WRITTEN INSTRUCTION
Render the listing, starting at the line that contains "Where can the window" and ending at the line that contains "<point>169,229</point>", as a two-column CSV with the headers input and output. Give each text and its answer one row, each as a single quoted field with line breaks turned into spaces.

DATASET EXCERPTS
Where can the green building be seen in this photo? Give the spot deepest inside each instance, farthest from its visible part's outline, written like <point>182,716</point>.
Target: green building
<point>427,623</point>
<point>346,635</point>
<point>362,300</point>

---

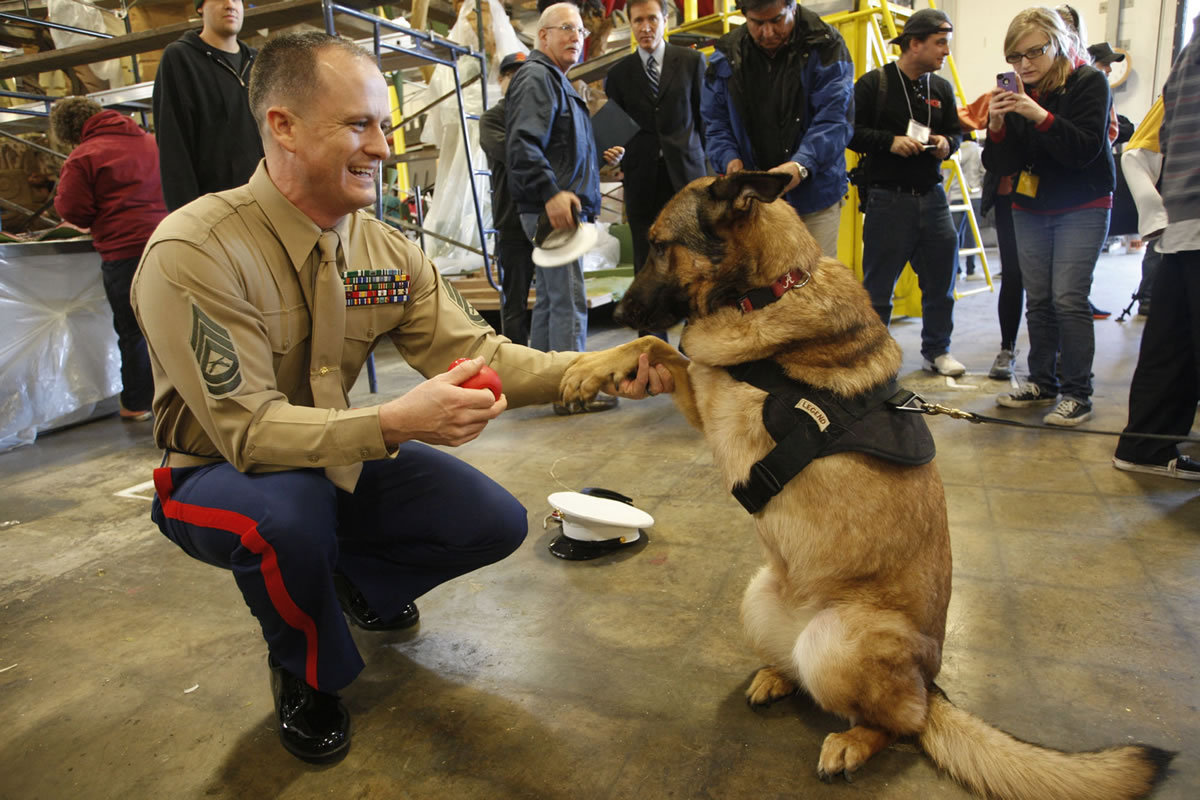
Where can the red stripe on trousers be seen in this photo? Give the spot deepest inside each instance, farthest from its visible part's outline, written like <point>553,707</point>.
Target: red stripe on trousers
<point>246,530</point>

* * *

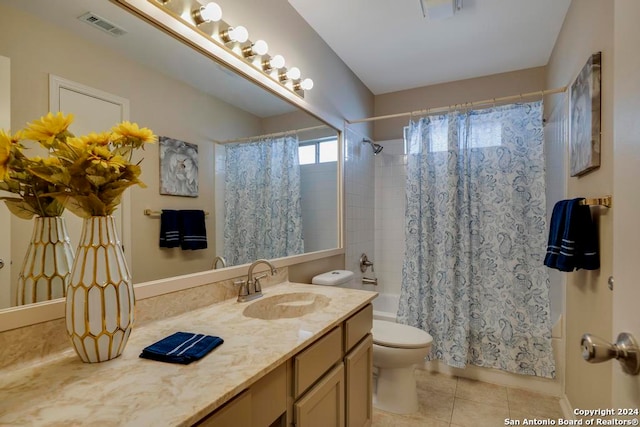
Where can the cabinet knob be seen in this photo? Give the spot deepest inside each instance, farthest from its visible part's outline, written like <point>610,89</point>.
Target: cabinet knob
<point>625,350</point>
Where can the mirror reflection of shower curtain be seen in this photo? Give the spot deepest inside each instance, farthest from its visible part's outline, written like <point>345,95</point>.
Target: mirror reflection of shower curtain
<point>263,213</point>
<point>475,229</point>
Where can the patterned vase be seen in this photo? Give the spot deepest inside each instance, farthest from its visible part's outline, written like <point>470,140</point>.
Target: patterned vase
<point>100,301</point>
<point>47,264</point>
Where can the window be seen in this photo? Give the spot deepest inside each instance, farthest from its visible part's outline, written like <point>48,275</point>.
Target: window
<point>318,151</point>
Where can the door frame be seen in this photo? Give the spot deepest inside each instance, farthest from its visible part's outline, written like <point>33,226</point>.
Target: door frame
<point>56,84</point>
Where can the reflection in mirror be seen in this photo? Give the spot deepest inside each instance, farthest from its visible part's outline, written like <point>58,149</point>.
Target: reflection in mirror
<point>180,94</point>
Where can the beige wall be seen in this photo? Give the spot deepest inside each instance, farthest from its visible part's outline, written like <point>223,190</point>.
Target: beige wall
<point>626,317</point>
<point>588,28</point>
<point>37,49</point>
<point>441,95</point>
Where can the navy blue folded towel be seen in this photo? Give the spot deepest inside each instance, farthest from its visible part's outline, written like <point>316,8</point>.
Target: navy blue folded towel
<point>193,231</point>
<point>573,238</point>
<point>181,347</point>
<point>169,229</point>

FINAL RESULT
input,output
"Where can the window be seen in this photo? Give the spot deepest inside each instance, farthest from its visible part's outline, written like <point>48,275</point>. Target: window","<point>318,151</point>"
"Where can the door frame be seen in this photo? Give the spot deepest inside each instance, farthest from its visible part's outline, written like <point>33,226</point>. Target: door frame","<point>56,84</point>"
"Where can the reflection in mirror be seen in this photo? Give the spot deepest inside each instance, farthest from its visible part's outline, written like <point>58,149</point>. Target: reflection in mirror","<point>180,94</point>"
"Where can the beige wall be seen in this photo? Give the spot deepest inside each instance, farthest from its visible part's outline, written like <point>223,190</point>. Target: beige wall","<point>626,317</point> <point>588,28</point> <point>37,49</point> <point>441,95</point>"
"Where can the navy blue folded towel be seen in this photo? Give the spot deepest inside each instance, farthest from its visible part's outline, written like <point>316,8</point>. Target: navy blue folded towel","<point>193,231</point> <point>573,238</point> <point>181,347</point> <point>169,229</point>"